Local Politicians Can Change the Plan, But Not the Facts
Transportation progress in Northern Virginia is seldom easy or quick. It’s not by accident that today, travelers in this area waste more time in traffic than in any other part of the nation.
Tuesday evening, four Prince William County Supervisors (Ruth Anderson, Maureen Caddigan, Peter Candland and Jeanine Lawson) took advantage of the absence of Chairman Corey Stewart and removed the Bi-County Parkway (BCP) from the County’s Comprehensive Plan. The BCP has been in the plan for more than three decades. This action came despite the County’s staff repeated documentation of the need for the Parkway and that congestion will worsen significantly if is not built.
Our region has a long history of local government opposition to projects of great regional significance T that includes: the Wilson Bridge, Fairfax County Parkway, Route 28, I-66 inside the Beltway and Maryland’s Intercounty Connector.
The ultimate construction of a new parkway is not in question. The biggest unknown is the price Prince William residents will pay in the meantime. Western Prince William residents already experience some of the nation’s most time-consuming, quality of life devaluing, commutes. Thanks to four County Supervisors, for many residents those commutes will get even longer.

_Data extract_
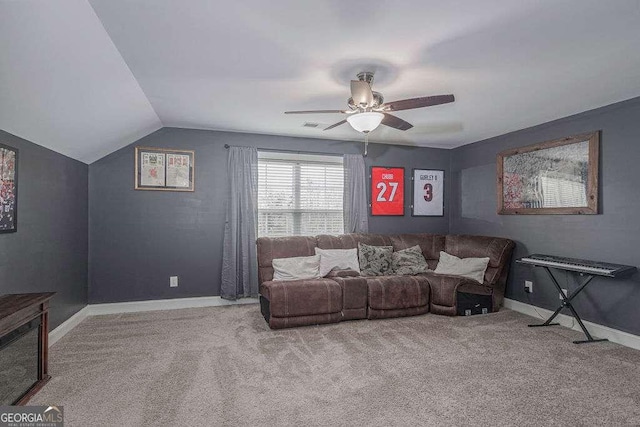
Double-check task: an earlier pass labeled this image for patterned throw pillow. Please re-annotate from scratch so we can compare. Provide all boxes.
[358,243,393,276]
[391,245,429,276]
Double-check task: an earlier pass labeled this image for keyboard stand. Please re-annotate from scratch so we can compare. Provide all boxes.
[528,265,608,344]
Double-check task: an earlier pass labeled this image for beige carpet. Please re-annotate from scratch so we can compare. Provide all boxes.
[32,305,640,426]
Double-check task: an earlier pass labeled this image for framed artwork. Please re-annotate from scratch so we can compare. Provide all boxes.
[497,132,600,215]
[135,147,195,191]
[371,166,404,216]
[411,169,444,216]
[0,144,18,233]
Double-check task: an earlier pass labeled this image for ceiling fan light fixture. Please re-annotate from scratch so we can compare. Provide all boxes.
[347,111,384,133]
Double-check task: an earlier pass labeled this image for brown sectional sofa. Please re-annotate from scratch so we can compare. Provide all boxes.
[257,234,514,329]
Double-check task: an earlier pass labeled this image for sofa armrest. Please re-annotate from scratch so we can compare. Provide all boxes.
[331,277,368,320]
[425,273,493,315]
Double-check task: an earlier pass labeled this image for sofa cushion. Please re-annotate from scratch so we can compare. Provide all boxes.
[434,252,489,283]
[272,255,321,280]
[260,278,342,317]
[367,276,429,310]
[257,236,316,283]
[315,248,360,277]
[444,234,513,268]
[389,233,445,269]
[358,243,393,276]
[316,233,392,249]
[391,245,429,275]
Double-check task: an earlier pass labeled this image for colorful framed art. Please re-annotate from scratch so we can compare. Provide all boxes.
[0,144,18,233]
[411,169,444,216]
[496,131,600,215]
[135,147,195,191]
[371,166,404,216]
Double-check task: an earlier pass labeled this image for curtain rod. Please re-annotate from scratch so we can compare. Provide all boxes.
[224,144,342,157]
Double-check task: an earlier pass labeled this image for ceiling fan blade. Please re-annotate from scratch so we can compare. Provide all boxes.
[351,80,373,107]
[382,95,455,111]
[323,120,347,130]
[284,110,347,114]
[382,113,413,130]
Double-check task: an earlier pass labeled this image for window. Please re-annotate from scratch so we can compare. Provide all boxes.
[258,151,344,237]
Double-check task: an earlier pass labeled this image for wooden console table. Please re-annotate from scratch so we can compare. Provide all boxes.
[0,292,55,405]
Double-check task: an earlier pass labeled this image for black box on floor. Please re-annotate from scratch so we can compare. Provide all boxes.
[457,292,493,316]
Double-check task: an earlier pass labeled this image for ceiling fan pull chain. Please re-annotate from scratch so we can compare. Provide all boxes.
[364,132,369,157]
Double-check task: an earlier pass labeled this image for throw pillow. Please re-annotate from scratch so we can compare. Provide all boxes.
[316,248,360,277]
[434,251,489,283]
[358,243,393,276]
[271,255,321,280]
[391,245,429,276]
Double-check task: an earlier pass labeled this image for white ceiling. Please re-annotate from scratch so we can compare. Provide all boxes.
[0,0,640,162]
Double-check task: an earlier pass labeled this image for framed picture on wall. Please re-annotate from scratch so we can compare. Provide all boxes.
[496,132,600,215]
[371,166,404,216]
[411,169,444,216]
[0,144,18,233]
[135,147,195,191]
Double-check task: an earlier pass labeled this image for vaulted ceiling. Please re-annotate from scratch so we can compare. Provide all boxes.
[0,0,640,163]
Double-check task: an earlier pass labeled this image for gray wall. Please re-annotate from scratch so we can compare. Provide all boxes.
[89,128,451,303]
[450,98,640,335]
[0,131,88,329]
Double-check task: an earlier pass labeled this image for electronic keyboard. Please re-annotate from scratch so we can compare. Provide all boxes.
[516,254,636,277]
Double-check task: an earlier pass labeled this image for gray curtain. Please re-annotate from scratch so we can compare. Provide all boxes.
[220,147,258,300]
[343,154,369,233]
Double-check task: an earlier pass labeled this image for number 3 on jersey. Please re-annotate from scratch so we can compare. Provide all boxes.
[424,184,433,202]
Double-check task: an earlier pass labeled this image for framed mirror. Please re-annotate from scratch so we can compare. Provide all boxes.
[497,132,600,215]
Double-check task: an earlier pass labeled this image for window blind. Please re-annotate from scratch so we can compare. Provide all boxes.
[258,152,344,237]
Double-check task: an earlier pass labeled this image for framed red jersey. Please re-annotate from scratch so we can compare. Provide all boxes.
[371,166,404,216]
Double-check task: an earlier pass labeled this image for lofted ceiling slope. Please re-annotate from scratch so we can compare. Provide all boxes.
[0,0,640,162]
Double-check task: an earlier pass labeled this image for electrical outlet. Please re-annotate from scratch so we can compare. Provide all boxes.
[524,280,533,294]
[558,289,569,301]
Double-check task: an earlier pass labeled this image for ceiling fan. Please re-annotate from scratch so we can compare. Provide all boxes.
[285,71,455,134]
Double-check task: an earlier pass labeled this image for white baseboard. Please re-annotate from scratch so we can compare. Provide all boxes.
[87,297,258,316]
[504,298,640,350]
[49,305,89,347]
[49,297,258,346]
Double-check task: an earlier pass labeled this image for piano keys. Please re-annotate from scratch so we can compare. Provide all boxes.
[516,254,636,277]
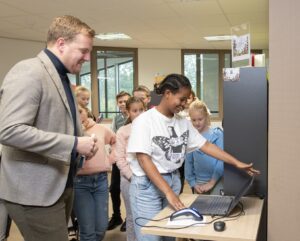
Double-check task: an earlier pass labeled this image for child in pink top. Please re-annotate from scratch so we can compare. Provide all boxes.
[74,106,116,241]
[115,97,145,241]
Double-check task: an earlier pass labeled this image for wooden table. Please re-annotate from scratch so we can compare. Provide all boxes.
[142,194,264,241]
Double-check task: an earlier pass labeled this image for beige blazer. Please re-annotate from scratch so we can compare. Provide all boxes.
[0,51,82,206]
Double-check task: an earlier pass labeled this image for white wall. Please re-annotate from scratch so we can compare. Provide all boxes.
[138,49,181,89]
[0,38,45,85]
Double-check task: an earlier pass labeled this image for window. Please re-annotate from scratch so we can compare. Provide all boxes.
[182,50,231,120]
[92,47,137,118]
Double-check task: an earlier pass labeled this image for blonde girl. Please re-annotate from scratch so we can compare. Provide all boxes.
[116,97,145,241]
[184,100,224,195]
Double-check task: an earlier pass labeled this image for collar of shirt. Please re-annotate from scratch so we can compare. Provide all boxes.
[44,49,69,77]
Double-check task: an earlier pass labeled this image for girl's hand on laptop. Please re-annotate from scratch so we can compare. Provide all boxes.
[166,191,185,211]
[236,162,260,176]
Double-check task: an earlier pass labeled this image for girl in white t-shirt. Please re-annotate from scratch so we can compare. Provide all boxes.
[127,74,259,241]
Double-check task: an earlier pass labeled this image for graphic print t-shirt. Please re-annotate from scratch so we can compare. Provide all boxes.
[127,108,206,176]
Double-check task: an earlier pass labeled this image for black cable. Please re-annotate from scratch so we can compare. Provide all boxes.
[134,202,245,230]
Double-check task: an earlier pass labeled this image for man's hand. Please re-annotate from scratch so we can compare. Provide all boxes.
[76,134,98,160]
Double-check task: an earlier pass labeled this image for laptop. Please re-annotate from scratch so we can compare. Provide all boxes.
[190,176,254,216]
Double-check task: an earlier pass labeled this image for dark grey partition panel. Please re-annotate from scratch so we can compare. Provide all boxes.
[223,68,268,196]
[223,68,268,240]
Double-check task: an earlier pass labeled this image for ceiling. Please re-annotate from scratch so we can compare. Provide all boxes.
[0,0,269,49]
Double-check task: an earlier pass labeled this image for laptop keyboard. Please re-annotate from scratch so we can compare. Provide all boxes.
[191,196,233,216]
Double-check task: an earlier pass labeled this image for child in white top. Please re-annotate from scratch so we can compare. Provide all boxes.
[127,74,259,241]
[185,100,224,195]
[116,97,145,241]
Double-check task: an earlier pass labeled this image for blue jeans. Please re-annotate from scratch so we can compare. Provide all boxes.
[130,171,181,241]
[74,172,108,241]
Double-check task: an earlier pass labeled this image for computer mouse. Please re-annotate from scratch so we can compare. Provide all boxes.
[170,208,203,221]
[214,221,225,232]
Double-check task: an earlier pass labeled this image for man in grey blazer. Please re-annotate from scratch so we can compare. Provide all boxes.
[0,16,97,241]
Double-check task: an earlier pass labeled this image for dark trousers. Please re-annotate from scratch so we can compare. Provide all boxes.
[5,188,73,241]
[109,164,121,217]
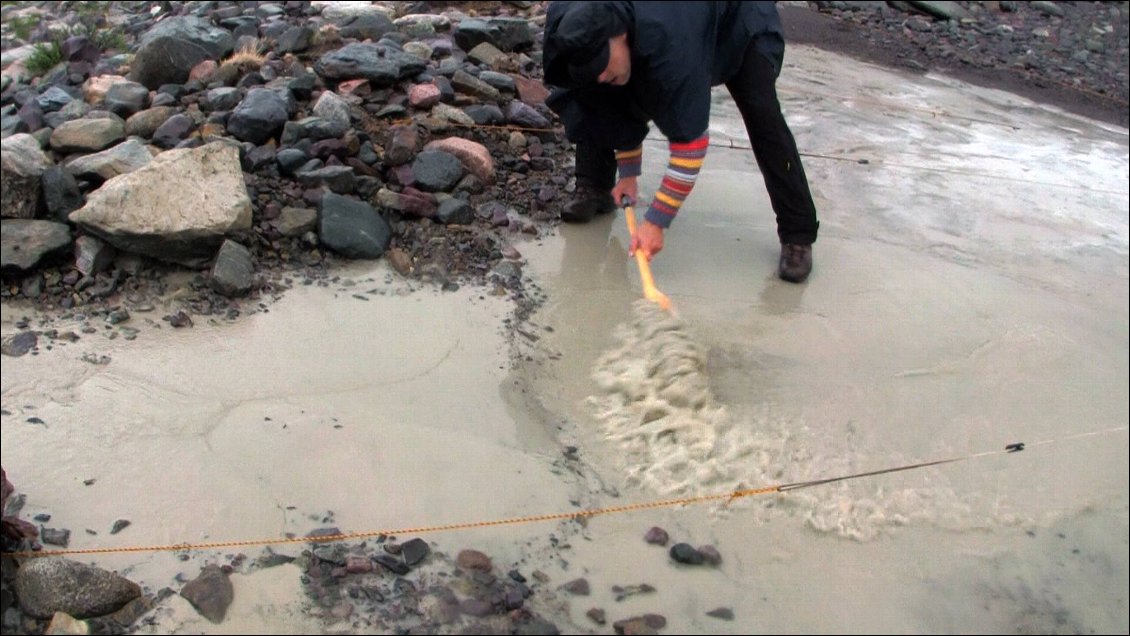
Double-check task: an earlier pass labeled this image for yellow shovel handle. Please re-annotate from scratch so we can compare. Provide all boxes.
[624,206,671,310]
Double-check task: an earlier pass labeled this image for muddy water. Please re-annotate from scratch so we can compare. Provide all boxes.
[2,47,1130,634]
[515,50,1130,633]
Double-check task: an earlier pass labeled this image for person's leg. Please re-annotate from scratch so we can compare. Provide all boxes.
[562,141,616,223]
[725,43,820,282]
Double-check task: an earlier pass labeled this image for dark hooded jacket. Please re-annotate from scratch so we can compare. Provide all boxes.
[542,1,784,150]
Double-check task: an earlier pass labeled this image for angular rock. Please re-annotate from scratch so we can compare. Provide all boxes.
[70,141,251,268]
[376,188,438,218]
[424,137,495,184]
[16,557,141,618]
[153,113,195,148]
[275,26,314,53]
[408,84,441,110]
[41,166,82,223]
[181,565,235,624]
[51,117,125,154]
[0,133,52,219]
[0,219,71,273]
[102,81,149,120]
[384,125,420,166]
[75,236,116,276]
[506,99,553,130]
[513,76,549,106]
[670,543,706,565]
[0,331,40,359]
[227,88,290,145]
[412,150,464,192]
[275,208,318,236]
[313,90,351,138]
[318,192,392,259]
[211,239,254,298]
[435,197,475,225]
[451,70,502,102]
[125,106,176,139]
[130,16,235,88]
[643,525,670,546]
[66,138,153,182]
[400,539,432,566]
[314,43,427,87]
[455,550,494,572]
[295,166,357,194]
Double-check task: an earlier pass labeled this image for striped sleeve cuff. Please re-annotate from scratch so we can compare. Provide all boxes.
[616,146,643,178]
[644,134,710,228]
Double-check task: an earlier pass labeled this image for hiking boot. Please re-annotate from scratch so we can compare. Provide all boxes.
[777,243,812,282]
[562,185,616,223]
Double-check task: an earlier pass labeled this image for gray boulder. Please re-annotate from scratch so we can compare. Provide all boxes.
[318,192,392,259]
[70,141,251,268]
[130,16,235,88]
[16,557,141,618]
[0,132,52,219]
[0,219,71,273]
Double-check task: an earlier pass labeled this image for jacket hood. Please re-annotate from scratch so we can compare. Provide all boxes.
[542,2,632,87]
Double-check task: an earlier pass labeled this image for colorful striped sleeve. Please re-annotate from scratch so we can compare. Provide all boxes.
[616,146,643,178]
[644,133,710,228]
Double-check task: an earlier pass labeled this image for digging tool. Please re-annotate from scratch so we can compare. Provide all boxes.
[620,197,671,311]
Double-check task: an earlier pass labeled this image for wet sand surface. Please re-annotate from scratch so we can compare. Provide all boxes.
[2,46,1130,634]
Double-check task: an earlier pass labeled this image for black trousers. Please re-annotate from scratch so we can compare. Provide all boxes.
[576,42,820,245]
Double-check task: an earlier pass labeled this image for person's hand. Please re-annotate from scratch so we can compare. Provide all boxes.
[628,220,663,261]
[612,176,640,206]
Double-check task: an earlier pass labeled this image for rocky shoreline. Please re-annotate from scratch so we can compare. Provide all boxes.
[0,1,1130,634]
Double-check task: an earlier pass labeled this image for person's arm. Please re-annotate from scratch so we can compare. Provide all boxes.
[644,133,710,229]
[612,145,643,206]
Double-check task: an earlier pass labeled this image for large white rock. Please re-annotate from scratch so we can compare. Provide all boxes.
[69,141,251,268]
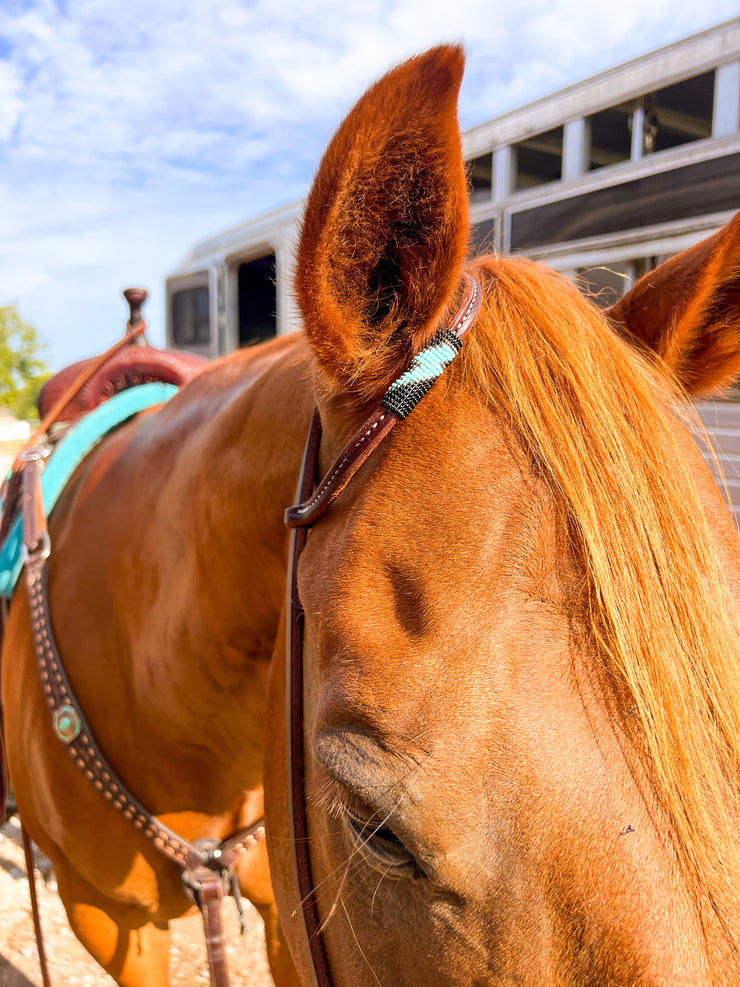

_Problems_
A - Transcribe the section of the Bi-County Parkway article from "Tuesday evening, four" up to and including "is not built.".
B - Name every Prince William County Supervisor who, according to the Bi-County Parkway article, voted to remove the parkway from the County's Comprehensive Plan.

_Answers to each task_
A -
Tuesday evening, four Prince William County Supervisors (Ruth Anderson, Maureen Caddigan, Peter Candland and Jeanine Lawson) took advantage of the absence of Chairman Corey Stewart and removed the Bi-County Parkway (BCP) from the County’s Comprehensive Plan. The BCP has been in the plan for more than three decades. This action came despite the County’s staff repeated documentation of the need for the Parkway and that congestion will worsen significantly if is not built.

B - Ruth Anderson, Maureen Caddigan, Peter Candland, Jeanine Lawson